TASKS:
1. According to the storage area network text, which two file systems does NAS storage often support?
2. Reproduce the storage area network text starting at "Note: SANs support" and ending at "Object Stores (ObS).", substituting "file based" for "file oriented".

QUOTED PASSAGE:
- - -

The Storage Area Network (SAN) is now a key component of most reasonably sized IT Infrastructures. The SAN we rely on today evolved from very humble beginnings into a mission critical Enterprise IT component. The first SANs were introduced to handle small numbers of enterprise scale systems (zSeries and iSeries computers from IBM) being connected to storage arrays a few cabinets away.
Note: SANs support block level access to data, the support for filesystems and metadata is contained at a higher level in operating system code or sometimes within the database or Java appliance. There are other types of shared storage that are file oriented (as opposed to block) these are known as Network Attached Storage (NAS) or Object Stores (ObS).
NAS storage often supports CIFS (Common Internet File System) and NFS (Network File System). CIFS is a Windows centric filesystem whilst NFS is usually for UNIX based platforms.
Both NAS and ObS use TCP/IP to communicate between the host computers and the shared storage controllers. This IP traffic is usually carried over the LocaL Area Network (LAN) rather than a dedicated SAN.
SAN traffic between the application and storage array is significantly more sensitive to delayed or lost data than is similar LAN traffic. To prevent customer affecting events, the SAN is typically designed to avoid overloading. One common solution is to construct the SAN so that it can accommodate every port sending and receiving at full speed. Unfortunately, SAN connections are expensive and SANs are cost constrained. SAN architects balance cost and risk and recognize that a mistake can result in customer impacting outages.

- - -

DATASET SECTION:
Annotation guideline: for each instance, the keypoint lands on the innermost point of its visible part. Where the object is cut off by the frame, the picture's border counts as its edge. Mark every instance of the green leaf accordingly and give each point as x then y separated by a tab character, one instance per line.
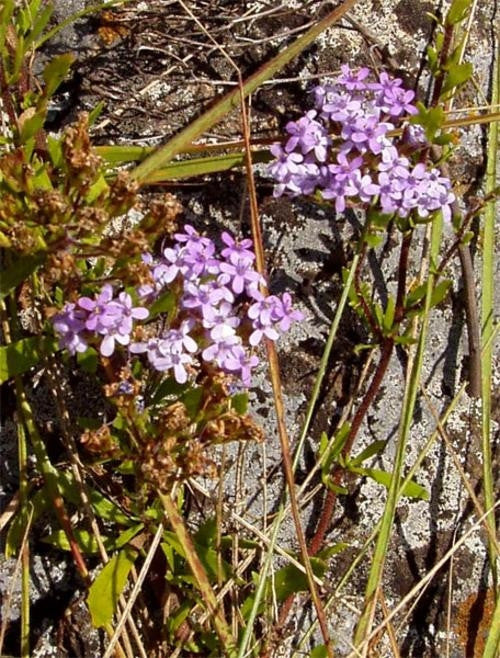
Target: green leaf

- - -

ANSWERS BY TASK:
1. CIFS (Common Internet File System) and NFS (Network File System).

2.
Note: SANs support block level access to data, the support for filesystems and metadata is contained at a higher level in operating system code or sometimes within the database or Java appliance. There are other types of shared storage that are file based (as opposed to block) these are known as Network Attached Storage (NAS) or Object Stores (ObS).